_Data rows:_
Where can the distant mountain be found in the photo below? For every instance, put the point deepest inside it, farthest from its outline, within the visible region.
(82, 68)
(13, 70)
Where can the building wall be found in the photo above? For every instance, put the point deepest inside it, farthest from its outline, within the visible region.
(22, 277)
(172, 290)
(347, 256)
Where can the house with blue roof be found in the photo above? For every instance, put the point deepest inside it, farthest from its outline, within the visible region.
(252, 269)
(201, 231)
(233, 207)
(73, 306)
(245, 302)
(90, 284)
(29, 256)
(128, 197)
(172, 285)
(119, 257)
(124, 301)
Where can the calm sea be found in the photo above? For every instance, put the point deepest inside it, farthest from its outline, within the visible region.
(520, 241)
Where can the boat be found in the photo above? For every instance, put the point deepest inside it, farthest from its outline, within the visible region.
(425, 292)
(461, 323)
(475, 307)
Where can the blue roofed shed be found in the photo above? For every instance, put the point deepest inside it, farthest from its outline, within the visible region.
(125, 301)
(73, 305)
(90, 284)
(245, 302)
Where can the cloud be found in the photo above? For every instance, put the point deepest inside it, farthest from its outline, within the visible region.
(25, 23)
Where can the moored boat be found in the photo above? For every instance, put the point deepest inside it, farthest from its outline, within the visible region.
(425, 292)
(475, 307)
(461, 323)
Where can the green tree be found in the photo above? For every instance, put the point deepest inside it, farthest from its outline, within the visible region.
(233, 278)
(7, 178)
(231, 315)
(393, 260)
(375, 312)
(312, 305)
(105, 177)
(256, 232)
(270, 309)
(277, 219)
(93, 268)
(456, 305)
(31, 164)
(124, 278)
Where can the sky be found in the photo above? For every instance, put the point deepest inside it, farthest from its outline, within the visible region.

_Exercise directions:_ Copy out, word for word, the lines from the one containing "Where can the calm" through the end of the items, inclusive.

_Full solution:_
Where can the calm sea be found in the photo above? For every instance, put the point deepest inside it, farthest from its outline, within the visible region.
(520, 241)
Where can the boat be found in the photo above? For every instance, put the point deepest inside it, farthest from its outline, within the visible region.
(425, 292)
(461, 323)
(475, 307)
Where can the blue roofed shed be found in the photo above? For every instance, put the point deepest inside it, farthest from its outline, within the visible region.
(125, 301)
(73, 305)
(90, 284)
(245, 302)
Where can the cloud be found in the photo above? For every instance, put the point deepest inside it, farthest from its outline, within the visible region.
(25, 23)
Where can the moored boat be found in the photo above? For every instance, put the point deepest inside it, farthest from its outline, within the visible region.
(425, 292)
(475, 307)
(461, 323)
Where can the green tree be found in the photo above? For every instance, put the point deepest inside it, farthest from its outline, within the visible region.
(233, 278)
(7, 178)
(231, 315)
(393, 260)
(375, 312)
(312, 305)
(105, 177)
(256, 232)
(270, 309)
(277, 219)
(93, 268)
(456, 305)
(31, 164)
(124, 278)
Where can the sky be found in the photo above? For every instance, put the point deepest inside it, farthest from its outline, within the visible region.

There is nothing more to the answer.